**DOCUMENT SEGMENT:**
════════════════

Irish woman shot dead in attack is named
The Irish woman shot dead alongside 36 others in a terrorist attack in Tunisia has been named.
Lorna Carty, from Robinstown in County Meath, was callously murdered by one of two gunman as she lay on a beach in the tourist resort of Sousse, a popular holiday destination for Irish people and Britons.
Carty, of Retaine in Robinstown, was named as one of the 37 holidaymakers killed during the horrific attack. At least 36 other people were wounded.
The mother-of-two, wife to Declan, was involved with local GAA team Dunderry and is from a well-known family in the area.
It's understood her son Simon is currently a member of the Meath Senior Football panel.
One family friend said: "Lorna rushed her husband to hospital about a fortnight ago after he was getting pains in his heart. He had to get stents in.
"They went out to Tunisia to have a bit of a holiday after the operation.
"Apparently (her husband) Declan stayed back in the room and she went to the beach."
Ms Carty, whose maiden name is Harlin, was a nurse in a GP surgery in Navan.
Her husband, a dairy farmer, is said to be uninjured but "absolutely distraught".
NEWS: The Senior & Junior Hurling games between Navan O' Mahonys and Dunderry have been postponed due to the death of Lorna Carthy.— LMFM RADIO (@LMFMRADIO) June 26, 2015
Images posted on social media show bodies strewn across the white sands of Sousse, a resort popular with European holidaymakers.
Rafik Chelli, one of Tunisia's leading security officials, told Mosaique FM that the gunman who was shot by security forces was unknown to authorities.
He said the man, from the city of Kairouan, came from the beach hiding his Kalashnikov under an umbrella before opening fire on tourists. From there he entered the hotel through the pool, shooting people as he went.
Elizabeth O'Brien, an Irish woman on holiday with her two sons in the resort, described how she grabbed her children and ran for their lives when they heard gunfire erupting from one of the hotels.
''We were on the beach, my sons were in the sea and I just got out of the sea.
"It was about 12 o'clock and I just looked up about 500 metres from me and I saw a (hot air) balloon collapse down, then rapid firing, then I saw two of the people who were going to go up in the balloon start to run towards me - because I thought it was fireworks,'' the Dubliner told RTE Radio.
"So, I thought 'Oh my God, it sounds like gunfire', so I just ran to the sea to my children and grabbed our things and as I was running towards the hotel, the waiters and the security on the beach started saying 'run, run run!' and we just ran to our room, which is like a little bungalow.”

════════════════

**SOURCE INFORMATION:**
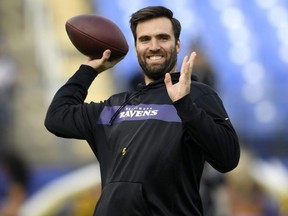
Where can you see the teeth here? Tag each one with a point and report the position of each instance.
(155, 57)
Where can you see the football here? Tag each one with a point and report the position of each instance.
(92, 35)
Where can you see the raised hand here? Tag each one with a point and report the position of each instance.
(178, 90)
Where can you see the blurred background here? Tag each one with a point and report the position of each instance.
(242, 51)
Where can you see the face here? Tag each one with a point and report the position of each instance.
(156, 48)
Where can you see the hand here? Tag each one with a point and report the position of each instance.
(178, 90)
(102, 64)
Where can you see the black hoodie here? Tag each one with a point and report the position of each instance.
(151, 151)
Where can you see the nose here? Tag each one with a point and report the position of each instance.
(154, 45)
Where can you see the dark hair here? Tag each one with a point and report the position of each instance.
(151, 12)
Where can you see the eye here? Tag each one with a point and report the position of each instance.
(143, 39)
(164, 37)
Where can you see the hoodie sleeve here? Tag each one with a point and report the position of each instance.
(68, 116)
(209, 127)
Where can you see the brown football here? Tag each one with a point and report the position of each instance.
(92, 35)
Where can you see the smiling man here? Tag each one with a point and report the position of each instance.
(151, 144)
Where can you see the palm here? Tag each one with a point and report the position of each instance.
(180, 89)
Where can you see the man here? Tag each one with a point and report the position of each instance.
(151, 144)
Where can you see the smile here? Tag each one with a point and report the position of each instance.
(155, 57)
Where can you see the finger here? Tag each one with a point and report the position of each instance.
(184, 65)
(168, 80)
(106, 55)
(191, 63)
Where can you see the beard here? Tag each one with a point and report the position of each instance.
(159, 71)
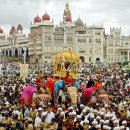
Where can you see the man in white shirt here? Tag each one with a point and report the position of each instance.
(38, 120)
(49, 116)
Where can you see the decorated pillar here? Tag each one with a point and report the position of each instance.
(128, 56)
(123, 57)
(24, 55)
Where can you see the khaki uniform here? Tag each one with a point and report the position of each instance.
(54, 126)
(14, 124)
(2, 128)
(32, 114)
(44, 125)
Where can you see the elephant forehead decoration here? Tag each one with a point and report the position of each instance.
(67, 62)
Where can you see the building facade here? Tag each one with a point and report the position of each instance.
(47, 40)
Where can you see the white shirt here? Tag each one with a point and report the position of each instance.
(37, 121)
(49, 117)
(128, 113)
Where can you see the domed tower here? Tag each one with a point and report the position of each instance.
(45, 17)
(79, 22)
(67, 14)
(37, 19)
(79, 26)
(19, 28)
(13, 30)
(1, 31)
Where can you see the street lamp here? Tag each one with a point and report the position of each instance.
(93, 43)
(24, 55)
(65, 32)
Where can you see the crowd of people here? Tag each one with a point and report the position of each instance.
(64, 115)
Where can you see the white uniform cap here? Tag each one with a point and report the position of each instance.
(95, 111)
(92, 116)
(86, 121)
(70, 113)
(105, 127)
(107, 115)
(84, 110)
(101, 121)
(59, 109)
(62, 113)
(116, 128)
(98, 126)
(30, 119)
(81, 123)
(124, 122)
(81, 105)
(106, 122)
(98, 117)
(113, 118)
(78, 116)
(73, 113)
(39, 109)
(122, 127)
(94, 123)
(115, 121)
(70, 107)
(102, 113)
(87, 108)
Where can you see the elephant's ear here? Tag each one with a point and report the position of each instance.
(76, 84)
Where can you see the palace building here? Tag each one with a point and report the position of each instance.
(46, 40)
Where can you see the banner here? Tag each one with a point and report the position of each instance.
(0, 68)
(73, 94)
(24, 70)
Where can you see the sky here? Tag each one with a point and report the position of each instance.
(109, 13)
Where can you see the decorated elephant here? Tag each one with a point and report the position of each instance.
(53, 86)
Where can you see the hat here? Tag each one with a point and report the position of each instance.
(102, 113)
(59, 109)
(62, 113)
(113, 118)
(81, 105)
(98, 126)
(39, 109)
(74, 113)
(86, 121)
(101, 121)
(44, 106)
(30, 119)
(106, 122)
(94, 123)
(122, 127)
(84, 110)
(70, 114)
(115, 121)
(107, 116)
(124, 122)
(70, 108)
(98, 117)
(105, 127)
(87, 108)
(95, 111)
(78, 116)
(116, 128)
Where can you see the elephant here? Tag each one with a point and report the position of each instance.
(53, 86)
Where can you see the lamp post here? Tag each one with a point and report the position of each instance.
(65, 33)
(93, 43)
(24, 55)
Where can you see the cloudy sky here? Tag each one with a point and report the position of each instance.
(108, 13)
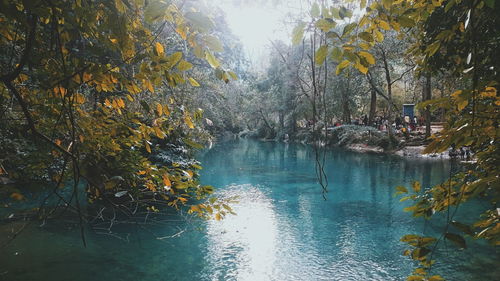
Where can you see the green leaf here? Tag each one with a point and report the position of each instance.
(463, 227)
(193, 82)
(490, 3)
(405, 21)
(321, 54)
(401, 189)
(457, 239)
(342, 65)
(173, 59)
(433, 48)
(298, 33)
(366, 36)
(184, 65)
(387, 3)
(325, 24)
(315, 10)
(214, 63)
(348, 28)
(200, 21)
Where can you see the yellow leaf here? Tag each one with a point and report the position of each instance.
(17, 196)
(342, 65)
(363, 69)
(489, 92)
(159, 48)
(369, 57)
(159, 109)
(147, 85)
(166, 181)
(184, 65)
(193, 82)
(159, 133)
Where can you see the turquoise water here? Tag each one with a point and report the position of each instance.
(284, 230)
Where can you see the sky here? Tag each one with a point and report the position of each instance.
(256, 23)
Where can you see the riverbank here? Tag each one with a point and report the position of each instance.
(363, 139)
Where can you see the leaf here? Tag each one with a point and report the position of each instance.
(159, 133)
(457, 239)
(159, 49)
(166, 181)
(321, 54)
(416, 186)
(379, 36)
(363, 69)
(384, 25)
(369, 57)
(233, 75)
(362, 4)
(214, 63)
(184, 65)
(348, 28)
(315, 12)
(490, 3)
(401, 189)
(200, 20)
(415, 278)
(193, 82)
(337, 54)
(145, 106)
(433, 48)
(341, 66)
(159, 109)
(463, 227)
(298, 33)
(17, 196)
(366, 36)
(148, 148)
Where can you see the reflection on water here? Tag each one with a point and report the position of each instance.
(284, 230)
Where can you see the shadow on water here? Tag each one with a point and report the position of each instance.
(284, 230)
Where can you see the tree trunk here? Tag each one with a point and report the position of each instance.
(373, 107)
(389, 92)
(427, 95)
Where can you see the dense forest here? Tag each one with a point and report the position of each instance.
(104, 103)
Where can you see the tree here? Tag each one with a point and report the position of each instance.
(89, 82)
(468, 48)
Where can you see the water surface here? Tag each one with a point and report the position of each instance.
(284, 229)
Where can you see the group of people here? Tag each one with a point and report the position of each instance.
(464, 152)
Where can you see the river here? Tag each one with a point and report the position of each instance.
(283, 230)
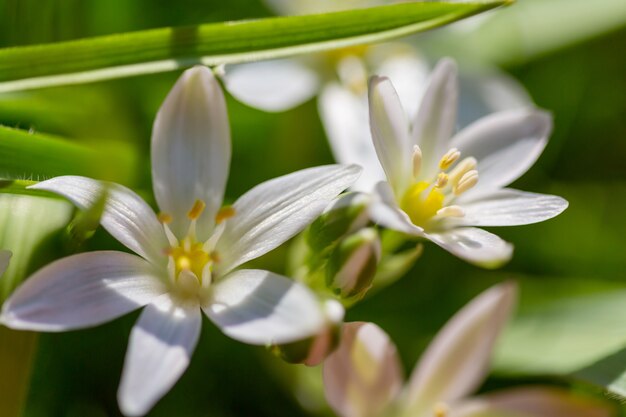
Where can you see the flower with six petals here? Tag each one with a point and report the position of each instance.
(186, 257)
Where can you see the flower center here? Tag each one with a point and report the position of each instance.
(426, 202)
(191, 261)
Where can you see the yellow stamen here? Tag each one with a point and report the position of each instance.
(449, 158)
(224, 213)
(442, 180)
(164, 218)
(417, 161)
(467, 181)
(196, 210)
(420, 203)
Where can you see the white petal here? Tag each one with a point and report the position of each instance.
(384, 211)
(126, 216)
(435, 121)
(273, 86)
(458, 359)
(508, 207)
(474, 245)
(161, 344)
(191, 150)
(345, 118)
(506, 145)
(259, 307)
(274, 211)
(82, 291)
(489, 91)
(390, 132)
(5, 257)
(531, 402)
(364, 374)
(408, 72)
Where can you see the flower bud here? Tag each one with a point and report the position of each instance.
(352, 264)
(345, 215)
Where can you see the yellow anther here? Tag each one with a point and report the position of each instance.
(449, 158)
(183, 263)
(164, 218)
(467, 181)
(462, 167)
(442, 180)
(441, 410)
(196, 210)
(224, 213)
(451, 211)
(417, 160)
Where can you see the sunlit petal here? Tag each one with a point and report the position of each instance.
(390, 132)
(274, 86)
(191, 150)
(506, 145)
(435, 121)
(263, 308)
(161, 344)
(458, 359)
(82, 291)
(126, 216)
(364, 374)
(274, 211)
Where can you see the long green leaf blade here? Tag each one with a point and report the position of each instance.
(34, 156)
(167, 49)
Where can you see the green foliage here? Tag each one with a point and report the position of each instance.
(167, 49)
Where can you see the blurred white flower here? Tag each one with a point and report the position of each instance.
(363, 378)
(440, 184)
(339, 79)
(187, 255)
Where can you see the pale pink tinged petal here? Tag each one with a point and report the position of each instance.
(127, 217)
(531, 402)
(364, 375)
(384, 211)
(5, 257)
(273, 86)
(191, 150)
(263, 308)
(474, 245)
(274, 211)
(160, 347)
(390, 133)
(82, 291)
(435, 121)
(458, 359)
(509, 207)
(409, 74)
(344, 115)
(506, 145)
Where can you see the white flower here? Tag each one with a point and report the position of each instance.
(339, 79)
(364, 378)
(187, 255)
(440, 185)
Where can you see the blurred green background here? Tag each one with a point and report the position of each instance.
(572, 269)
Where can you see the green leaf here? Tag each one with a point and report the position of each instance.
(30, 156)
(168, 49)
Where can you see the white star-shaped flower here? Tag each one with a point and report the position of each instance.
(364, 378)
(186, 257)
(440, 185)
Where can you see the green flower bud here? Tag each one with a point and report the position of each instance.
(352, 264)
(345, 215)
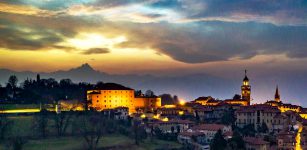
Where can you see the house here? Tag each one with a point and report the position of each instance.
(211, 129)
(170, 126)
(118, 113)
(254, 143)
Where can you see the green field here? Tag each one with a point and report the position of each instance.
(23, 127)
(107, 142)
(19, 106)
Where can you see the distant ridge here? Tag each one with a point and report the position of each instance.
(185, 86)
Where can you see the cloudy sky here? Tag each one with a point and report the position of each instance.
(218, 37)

════════════════

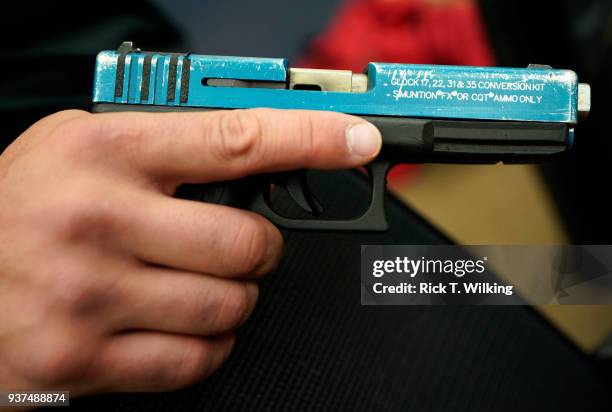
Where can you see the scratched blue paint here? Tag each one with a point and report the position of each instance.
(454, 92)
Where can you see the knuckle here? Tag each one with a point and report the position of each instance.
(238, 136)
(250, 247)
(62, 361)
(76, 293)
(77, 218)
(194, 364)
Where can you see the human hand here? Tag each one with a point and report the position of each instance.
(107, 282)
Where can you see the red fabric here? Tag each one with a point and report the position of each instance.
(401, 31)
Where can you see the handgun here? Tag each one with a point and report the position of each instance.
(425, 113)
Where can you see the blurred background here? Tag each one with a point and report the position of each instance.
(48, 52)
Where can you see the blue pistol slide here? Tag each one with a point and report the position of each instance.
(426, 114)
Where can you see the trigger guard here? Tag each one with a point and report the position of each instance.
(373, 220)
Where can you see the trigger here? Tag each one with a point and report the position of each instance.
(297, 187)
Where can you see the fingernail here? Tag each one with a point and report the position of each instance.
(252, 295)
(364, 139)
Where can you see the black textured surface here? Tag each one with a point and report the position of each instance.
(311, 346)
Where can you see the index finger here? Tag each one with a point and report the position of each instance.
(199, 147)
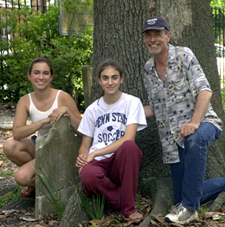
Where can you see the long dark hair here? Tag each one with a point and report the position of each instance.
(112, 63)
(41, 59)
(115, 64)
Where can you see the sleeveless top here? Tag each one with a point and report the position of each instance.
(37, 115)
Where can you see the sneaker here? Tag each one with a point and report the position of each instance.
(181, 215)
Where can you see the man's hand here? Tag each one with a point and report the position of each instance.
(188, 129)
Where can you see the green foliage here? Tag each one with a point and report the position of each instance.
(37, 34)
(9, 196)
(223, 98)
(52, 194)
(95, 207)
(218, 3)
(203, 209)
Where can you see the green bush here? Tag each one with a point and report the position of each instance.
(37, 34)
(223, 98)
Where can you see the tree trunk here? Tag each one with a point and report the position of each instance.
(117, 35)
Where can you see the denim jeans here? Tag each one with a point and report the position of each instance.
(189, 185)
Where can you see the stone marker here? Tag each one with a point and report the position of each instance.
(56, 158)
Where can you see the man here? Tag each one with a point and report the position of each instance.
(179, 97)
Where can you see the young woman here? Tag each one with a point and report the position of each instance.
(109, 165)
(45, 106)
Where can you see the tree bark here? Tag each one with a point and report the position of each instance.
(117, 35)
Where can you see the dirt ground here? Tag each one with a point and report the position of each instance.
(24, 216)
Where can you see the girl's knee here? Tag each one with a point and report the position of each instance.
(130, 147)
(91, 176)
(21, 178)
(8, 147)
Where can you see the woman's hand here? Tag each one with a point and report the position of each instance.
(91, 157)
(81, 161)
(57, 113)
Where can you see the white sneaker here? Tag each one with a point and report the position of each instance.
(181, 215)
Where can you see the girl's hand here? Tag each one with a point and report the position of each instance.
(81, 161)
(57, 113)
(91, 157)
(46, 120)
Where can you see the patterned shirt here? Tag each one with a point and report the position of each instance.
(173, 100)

════════════════

**REQUIRED ACTION:** According to the article on the Sousse attack, what was Lorna Carty's job? The material after the article is separate from it.

**REPLY:** She was a nurse in a GP surgery in Navan.